Labeled contour entries:
## START
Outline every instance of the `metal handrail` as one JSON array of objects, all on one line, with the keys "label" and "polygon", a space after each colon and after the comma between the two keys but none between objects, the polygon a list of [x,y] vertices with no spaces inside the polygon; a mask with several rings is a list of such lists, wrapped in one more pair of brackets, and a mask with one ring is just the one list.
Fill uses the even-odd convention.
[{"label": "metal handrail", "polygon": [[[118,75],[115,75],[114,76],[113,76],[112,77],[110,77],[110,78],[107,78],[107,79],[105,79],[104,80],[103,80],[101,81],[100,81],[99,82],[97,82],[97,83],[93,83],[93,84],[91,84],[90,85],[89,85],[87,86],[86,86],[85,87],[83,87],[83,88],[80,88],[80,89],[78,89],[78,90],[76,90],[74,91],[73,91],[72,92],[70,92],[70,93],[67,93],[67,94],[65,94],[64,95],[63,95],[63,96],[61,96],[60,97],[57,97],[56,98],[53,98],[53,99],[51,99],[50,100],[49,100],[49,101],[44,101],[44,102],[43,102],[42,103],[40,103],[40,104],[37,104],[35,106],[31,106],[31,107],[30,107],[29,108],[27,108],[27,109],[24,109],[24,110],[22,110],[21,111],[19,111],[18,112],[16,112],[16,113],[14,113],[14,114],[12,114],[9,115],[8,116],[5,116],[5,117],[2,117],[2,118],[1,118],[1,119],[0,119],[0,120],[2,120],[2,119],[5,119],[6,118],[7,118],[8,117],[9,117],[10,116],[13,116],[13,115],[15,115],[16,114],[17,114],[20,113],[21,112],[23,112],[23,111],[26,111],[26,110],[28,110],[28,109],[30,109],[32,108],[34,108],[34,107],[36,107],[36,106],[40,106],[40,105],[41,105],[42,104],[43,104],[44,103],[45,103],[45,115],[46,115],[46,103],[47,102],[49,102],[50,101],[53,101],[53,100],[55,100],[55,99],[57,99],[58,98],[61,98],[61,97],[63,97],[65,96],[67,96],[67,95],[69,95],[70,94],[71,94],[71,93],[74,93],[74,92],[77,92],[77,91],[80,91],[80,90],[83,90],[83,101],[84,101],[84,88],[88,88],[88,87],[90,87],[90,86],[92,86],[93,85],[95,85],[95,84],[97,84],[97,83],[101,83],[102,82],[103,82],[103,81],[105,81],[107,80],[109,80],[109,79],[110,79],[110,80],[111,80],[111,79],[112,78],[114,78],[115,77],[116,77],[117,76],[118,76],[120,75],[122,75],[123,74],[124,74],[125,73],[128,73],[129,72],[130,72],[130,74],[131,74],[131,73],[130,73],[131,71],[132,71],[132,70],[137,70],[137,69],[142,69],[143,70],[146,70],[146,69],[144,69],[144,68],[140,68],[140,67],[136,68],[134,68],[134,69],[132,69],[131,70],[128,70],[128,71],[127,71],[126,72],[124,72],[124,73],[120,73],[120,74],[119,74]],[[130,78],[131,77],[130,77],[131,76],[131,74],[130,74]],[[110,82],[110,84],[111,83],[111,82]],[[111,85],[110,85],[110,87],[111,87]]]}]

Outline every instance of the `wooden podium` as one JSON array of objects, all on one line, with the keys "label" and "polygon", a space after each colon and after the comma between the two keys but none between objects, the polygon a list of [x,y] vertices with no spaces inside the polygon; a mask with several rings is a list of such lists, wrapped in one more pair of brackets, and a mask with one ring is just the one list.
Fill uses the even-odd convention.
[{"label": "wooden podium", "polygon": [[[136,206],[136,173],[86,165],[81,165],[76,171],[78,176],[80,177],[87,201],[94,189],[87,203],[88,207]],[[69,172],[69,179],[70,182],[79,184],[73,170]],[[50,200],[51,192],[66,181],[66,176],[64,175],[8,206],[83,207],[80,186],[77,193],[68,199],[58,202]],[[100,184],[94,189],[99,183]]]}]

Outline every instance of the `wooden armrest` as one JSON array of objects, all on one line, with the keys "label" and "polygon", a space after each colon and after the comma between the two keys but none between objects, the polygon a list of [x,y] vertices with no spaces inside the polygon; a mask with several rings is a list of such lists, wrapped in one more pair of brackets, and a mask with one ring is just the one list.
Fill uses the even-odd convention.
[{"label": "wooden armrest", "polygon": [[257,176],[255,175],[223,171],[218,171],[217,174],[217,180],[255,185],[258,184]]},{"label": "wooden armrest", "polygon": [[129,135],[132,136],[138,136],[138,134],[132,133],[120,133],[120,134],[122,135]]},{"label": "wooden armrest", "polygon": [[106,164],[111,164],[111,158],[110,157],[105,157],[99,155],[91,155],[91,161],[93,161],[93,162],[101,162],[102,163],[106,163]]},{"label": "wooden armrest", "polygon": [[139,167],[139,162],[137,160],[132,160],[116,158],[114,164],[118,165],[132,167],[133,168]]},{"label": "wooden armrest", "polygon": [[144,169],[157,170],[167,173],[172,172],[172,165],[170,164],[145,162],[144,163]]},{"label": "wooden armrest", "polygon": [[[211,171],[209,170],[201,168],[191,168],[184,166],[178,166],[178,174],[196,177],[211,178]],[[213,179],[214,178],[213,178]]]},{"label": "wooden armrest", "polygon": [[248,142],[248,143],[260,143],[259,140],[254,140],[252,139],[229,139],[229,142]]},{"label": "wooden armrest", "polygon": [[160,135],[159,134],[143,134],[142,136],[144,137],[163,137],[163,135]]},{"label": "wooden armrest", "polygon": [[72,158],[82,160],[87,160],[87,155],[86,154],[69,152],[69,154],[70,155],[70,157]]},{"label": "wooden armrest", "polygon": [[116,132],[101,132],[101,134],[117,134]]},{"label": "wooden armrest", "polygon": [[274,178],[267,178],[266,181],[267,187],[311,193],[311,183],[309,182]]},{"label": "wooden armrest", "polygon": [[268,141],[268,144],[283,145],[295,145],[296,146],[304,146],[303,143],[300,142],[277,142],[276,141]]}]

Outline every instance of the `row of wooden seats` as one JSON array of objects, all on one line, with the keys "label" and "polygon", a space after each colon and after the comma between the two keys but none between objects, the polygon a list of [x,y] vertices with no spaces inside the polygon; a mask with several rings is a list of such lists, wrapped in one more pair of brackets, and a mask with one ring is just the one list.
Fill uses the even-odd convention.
## END
Set problem:
Find each line in the rows above that contains the word "podium", and copy those lines out in full.

Result for this exercise:
Outline every instance of the `wooden podium` as one JSON array of objects, all on one line, with the keys "label" and "polygon", a space after each colon and after the comma between the two keys but none between objects, the polygon a list of [x,y] vertices with no spaces inside the polygon; a mask with several rings is a list of such lists, wrapped in one more pair of brackets, and a mask with one ring is just the one list.
[{"label": "wooden podium", "polygon": [[[136,206],[136,173],[86,165],[81,165],[76,171],[78,176],[80,177],[87,201],[94,189],[87,203],[88,207]],[[69,172],[69,179],[70,182],[79,184],[73,170]],[[50,200],[51,192],[66,181],[66,176],[64,175],[8,206],[83,207],[80,186],[77,193],[68,199],[58,202]],[[100,184],[94,189],[99,183]]]}]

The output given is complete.